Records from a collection
---

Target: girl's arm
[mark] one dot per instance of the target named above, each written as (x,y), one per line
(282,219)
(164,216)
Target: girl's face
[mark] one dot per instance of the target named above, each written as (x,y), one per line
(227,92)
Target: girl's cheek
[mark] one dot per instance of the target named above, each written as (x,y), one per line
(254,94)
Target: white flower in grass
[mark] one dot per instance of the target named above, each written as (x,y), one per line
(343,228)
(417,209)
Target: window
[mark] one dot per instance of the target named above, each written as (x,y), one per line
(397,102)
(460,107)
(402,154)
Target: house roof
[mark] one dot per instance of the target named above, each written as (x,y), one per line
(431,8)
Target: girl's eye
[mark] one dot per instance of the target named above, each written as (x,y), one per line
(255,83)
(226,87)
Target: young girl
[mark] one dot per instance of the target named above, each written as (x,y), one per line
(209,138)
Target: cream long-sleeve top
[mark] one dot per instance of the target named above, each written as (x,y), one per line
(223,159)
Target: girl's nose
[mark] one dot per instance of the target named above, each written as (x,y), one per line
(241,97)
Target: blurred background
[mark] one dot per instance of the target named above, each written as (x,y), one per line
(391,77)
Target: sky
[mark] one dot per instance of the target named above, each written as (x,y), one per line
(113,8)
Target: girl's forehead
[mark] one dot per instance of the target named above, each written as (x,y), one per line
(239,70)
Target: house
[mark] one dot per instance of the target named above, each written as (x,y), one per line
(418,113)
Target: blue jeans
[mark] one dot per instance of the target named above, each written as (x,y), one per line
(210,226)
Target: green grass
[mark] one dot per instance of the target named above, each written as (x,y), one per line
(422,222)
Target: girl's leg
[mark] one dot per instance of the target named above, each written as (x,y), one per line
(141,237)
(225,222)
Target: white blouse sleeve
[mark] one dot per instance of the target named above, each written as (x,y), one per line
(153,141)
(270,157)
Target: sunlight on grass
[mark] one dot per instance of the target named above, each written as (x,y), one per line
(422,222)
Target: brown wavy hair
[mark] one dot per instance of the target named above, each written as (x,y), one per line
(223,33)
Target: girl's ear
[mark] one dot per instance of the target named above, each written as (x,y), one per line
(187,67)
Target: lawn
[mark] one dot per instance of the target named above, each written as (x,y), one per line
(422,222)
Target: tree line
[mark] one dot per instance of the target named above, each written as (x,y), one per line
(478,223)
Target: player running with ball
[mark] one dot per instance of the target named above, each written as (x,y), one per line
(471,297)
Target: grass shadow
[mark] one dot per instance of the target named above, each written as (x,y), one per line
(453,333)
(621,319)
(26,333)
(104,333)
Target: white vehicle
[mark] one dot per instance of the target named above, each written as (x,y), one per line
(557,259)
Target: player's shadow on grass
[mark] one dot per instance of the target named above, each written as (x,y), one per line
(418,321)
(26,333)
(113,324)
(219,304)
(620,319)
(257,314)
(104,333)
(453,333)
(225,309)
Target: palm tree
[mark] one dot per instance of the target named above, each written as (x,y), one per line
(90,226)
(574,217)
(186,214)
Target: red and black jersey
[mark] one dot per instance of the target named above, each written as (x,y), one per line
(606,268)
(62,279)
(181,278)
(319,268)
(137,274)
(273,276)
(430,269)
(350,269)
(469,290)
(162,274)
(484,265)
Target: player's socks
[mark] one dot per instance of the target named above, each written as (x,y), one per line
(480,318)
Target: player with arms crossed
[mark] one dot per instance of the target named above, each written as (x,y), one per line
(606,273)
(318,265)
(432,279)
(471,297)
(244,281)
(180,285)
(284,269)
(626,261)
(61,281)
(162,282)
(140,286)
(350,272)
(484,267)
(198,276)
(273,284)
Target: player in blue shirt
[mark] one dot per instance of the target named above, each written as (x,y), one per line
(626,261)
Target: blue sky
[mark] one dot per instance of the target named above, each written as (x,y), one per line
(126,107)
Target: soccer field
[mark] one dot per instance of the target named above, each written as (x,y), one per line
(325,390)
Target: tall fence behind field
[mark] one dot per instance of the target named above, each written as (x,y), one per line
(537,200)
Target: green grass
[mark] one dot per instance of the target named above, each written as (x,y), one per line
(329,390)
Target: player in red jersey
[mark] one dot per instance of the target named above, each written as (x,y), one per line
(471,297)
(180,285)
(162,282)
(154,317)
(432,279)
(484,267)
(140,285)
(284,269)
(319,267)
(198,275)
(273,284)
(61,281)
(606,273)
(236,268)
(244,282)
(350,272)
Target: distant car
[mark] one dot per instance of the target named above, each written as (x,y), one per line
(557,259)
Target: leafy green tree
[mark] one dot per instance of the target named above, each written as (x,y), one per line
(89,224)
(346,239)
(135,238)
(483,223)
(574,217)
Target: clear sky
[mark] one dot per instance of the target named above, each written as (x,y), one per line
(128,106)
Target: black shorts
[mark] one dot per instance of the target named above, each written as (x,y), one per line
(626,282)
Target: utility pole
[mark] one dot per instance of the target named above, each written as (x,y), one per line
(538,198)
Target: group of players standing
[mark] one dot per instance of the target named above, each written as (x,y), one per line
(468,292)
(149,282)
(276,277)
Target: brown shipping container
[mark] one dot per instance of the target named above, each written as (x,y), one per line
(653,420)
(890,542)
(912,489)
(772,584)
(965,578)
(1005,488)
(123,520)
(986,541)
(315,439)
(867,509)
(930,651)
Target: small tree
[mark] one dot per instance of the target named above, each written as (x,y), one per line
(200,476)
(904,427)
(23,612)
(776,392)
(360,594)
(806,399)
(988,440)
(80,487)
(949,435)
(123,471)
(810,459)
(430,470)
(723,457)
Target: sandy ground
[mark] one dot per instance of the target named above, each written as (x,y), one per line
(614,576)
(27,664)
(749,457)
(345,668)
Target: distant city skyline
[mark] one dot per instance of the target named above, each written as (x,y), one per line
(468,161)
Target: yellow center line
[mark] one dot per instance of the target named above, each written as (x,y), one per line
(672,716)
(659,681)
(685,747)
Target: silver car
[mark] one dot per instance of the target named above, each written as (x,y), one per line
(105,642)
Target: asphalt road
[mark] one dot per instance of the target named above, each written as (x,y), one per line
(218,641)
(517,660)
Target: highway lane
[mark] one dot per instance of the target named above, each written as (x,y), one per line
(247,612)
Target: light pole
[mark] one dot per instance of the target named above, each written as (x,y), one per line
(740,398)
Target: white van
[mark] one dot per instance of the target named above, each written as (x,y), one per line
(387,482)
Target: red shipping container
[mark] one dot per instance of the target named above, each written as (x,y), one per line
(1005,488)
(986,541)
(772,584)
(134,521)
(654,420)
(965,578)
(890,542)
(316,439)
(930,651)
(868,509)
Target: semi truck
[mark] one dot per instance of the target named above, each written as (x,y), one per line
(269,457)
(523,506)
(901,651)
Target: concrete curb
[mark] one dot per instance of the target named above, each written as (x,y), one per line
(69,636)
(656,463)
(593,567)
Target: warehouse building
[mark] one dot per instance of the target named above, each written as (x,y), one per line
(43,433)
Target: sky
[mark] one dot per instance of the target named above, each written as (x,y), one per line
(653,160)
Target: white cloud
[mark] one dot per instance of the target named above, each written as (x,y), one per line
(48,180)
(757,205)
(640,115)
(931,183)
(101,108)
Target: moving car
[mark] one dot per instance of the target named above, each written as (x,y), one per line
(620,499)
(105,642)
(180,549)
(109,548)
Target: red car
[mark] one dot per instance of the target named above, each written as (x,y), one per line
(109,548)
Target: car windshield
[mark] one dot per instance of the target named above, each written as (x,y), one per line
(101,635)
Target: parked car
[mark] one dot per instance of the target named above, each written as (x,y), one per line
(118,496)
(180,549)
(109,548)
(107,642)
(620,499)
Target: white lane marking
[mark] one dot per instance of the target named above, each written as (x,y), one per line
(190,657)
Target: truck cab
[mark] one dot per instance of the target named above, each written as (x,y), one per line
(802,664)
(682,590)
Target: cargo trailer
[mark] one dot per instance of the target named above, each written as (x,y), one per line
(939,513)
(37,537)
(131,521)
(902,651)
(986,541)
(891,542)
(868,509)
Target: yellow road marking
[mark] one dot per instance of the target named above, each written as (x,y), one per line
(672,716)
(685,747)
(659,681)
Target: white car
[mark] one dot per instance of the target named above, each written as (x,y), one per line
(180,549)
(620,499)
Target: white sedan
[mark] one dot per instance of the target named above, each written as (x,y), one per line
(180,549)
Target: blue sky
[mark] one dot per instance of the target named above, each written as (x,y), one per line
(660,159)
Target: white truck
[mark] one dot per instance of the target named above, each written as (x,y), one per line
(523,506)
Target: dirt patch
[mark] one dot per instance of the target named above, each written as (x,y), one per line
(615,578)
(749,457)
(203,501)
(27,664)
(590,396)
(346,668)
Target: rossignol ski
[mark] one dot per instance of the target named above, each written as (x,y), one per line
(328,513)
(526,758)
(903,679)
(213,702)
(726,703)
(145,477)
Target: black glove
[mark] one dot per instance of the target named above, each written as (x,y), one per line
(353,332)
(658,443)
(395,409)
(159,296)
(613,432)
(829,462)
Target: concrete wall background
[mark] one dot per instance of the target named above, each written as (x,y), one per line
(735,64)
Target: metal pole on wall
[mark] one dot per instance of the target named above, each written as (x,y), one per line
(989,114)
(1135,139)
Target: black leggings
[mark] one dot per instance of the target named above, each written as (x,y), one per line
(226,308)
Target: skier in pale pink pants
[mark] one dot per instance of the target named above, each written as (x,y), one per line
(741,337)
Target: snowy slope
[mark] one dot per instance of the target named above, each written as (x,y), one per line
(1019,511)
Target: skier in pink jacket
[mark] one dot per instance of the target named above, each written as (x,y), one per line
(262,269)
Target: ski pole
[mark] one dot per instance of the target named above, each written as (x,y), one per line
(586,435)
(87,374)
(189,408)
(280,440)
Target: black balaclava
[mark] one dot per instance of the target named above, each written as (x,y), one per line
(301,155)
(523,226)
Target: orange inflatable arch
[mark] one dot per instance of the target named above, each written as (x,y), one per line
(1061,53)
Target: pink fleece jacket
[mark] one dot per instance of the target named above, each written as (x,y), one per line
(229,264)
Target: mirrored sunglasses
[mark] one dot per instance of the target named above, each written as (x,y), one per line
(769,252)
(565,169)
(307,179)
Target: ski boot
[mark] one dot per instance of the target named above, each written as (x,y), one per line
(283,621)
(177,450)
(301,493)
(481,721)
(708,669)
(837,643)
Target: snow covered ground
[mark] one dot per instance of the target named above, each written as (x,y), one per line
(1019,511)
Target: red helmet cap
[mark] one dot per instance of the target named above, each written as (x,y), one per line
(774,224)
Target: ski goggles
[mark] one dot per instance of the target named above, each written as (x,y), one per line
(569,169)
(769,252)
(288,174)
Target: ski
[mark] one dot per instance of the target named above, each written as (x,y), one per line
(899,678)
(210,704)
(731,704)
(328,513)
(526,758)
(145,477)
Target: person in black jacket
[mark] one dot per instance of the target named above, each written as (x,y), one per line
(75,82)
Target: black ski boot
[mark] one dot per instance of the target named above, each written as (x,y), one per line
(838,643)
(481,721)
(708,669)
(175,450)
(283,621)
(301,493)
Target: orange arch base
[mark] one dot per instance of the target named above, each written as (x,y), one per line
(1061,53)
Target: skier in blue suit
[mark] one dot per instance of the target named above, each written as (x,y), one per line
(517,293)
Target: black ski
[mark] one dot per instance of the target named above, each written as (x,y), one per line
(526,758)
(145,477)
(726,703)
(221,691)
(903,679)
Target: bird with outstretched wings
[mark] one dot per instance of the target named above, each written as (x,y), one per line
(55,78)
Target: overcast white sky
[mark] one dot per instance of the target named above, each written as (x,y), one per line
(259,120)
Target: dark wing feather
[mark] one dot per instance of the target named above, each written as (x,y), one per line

---

> [Aim] Reproduce the items verbatim, beginning at the line that contains "Target: black ski boot" and continuing through the last line of the items.

> [Solved exercise]
Target: black ski boot
[mark] one dot per instance of the target named above, each written as (x,y), one per line
(838,643)
(481,721)
(708,669)
(175,450)
(283,621)
(301,493)
Target: orange arch base
[mark] one dot per instance of the target named above, each written as (x,y), one per line
(1061,53)
Target: skier in blue suit
[mark] one dot per instance of the target named above, each written as (x,y), one per line
(517,293)
Target: black ski
[mark] one dot per instance of the target named above, each written as (x,y), one per line
(526,758)
(145,477)
(726,703)
(221,691)
(903,679)
Target: bird with outstretched wings
[mark] one dot per instance of the target named above, each written as (x,y), one per line
(55,78)
Target: overcast white sky
[mark] one dot per instance of the target named above, each written as (x,y), one per line
(259,120)
Target: dark wing feather
[mark] one dot per instance of the target named above, each written as (x,y), one per line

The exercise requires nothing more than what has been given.